> EXERCISES TO COMPLETE
1. For each statement below, say yes or no to whether it agrees with the case summary, and quote the words of the case summary that decide it. (a) The five-day deadline for requesting costs begins running once appeals are complete. (b) The court rejected efficiency arguments. (c) The case was decided in 2006.
2. Switch "prevailing parties" to "winning parties" in the case summary below, and give the case summary's words between "Practice Implications" and "West Development, Inc.", inclusive.

> QUOTED TEXT
-.-.-

Court’s Analysis and Holding
The Court of Appeals reversed, holding that Rule 54(d)(2)‘s five-day deadline is “unambiguously mandatory” and begins running from the trial court’s final judgment, not from completion of appeals. While Rule 54(d)(1) allows the trial court to delay awarding costs until after appeal, it does not excuse parties from the five-day filing requirement. The court distinguished between the party’s obligation to request costs and the court’s discretion to award them.
Practice Implications
This decision establishes that prevailing parties must file cost memoranda within five days of the trial court’s judgment, even when appeals are anticipated. Waiting until appeal completion results in untimely filing and forfeiture of cost recovery rights. The court rejected efficiency arguments, noting that parties cannot know with certainty whether appeals will be filed. Practitioners should file cost requests promptly after trial court judgments, accepting the risk that reversals may render cost awards moot.
Case Details
Case Name
Aurora Credit Services, Inc. v. Liberty West Development, Inc.
Citation
2007 UT App 327
Court
Utah Court of Appeals
Case Number
Case No. 20060964-CA
Date Decided
October 12, 2007
Outcome
Reversed
Holding
Rule 54(d)(2)’s five-day deadline for requesting costs begins running from the trial court’s final judgment, not from the completion of appeal proceedings, and parties cannot wait until after appeal to file their cost memorandum.

-.-.-

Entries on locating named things
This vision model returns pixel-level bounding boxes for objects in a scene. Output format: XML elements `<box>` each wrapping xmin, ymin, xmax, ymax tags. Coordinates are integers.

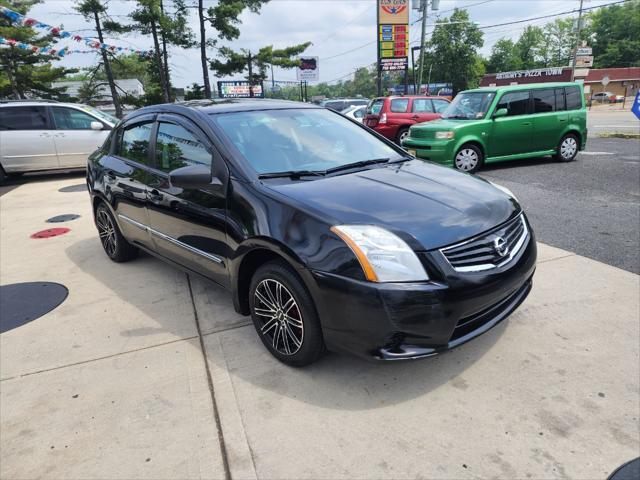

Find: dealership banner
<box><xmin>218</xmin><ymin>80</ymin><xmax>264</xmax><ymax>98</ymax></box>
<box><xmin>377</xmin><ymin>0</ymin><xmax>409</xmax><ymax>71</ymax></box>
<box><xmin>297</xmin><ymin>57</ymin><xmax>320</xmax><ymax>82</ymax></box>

-.-.-

> SOLUTIONS TO EACH TASK
1.
(a) No: "begins running from the trial court’s final judgment, not from completion of appeals"
(b) Yes: "The court rejected efficiency arguments"
(c) No: "October 12, 2007"

2.
Practice Implications
This decision establishes that winning parties must file cost memoranda within five days of the trial court’s judgment, even when appeals are anticipated. Waiting until appeal completion results in untimely filing and forfeiture of cost recovery rights. The court rejected efficiency arguments, noting that parties cannot know with certainty whether appeals will be filed. Practitioners should file cost requests promptly after trial court judgments, accepting the risk that reversals may render cost awards moot.
Case Details
Case Name
Aurora Credit Services, Inc. v. Liberty West Development, Inc.